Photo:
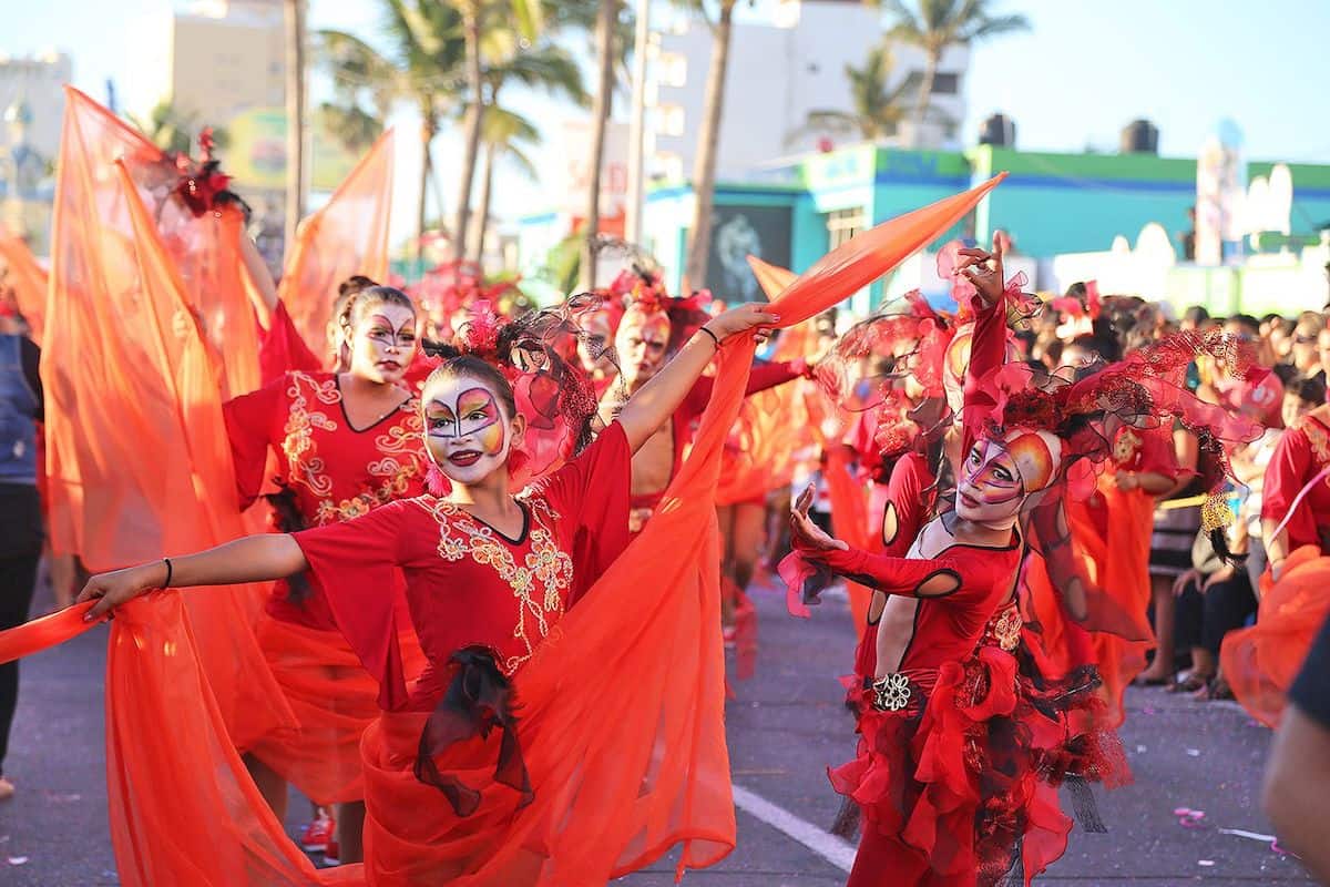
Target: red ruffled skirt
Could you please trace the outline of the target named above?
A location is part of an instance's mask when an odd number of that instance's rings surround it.
[[[301,729],[269,733],[249,751],[314,803],[360,801],[360,735],[382,711],[378,682],[339,632],[265,614],[258,642]],[[399,644],[403,668],[418,674],[424,653],[415,632],[402,632]]]
[[[1104,705],[1093,669],[1051,680],[1023,640],[904,677],[903,707],[861,709],[858,757],[829,771],[863,813],[850,887],[1029,884],[1067,848],[1063,783],[1085,827],[1103,830],[1085,782],[1130,775],[1116,734],[1072,726],[1103,722],[1072,717]]]

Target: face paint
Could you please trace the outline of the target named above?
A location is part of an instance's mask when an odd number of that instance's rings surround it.
[[[614,338],[614,348],[629,386],[645,383],[665,364],[669,332],[669,317],[662,311],[642,314],[628,310]]]
[[[975,442],[960,467],[956,513],[986,527],[1011,527],[1024,501],[1020,471],[1007,447],[996,440]]]
[[[446,379],[424,394],[426,447],[452,481],[487,477],[508,460],[508,422],[495,394],[475,379]]]
[[[374,306],[355,324],[351,348],[351,372],[371,382],[400,380],[415,358],[415,313],[404,305]]]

» INSTRUCTION
Render every line of the listing above as a numbered list, skipping blank lines and leaving out the pictures.

» RIGHT ANSWER
1. Photo:
2. Target: red ruffled skirt
3. Could you please trace the outline of the target named above?
4. A location is part of an instance's mask when an odd number of that instance's rings surround it.
5. [[[301,729],[269,733],[249,751],[314,803],[360,801],[360,735],[382,711],[378,682],[339,632],[265,614],[258,642]],[[399,644],[403,668],[418,674],[424,653],[415,632],[402,632]]]
6. [[[1104,705],[1093,669],[1051,680],[1023,640],[904,677],[903,707],[861,709],[858,757],[829,771],[863,813],[850,887],[1029,884],[1067,848],[1063,783],[1085,827],[1103,830],[1085,782],[1130,775],[1116,734],[1072,726],[1103,722],[1072,717]]]
7. Target: face paint
8. Could you please trace the outline of the target named above?
9. A location is part of an instance's mask when an odd number of that instance's rings surround it.
10. [[[614,338],[614,348],[629,386],[645,383],[665,364],[669,332],[669,317],[662,311],[642,314],[628,310]]]
11. [[[975,442],[960,467],[956,513],[986,527],[1011,527],[1024,501],[1020,471],[1007,447],[996,440]]]
12. [[[446,379],[424,394],[426,447],[452,481],[487,477],[508,460],[508,422],[495,394],[475,379]]]
13. [[[374,306],[355,324],[351,348],[351,372],[371,382],[400,380],[415,358],[415,313],[404,305]]]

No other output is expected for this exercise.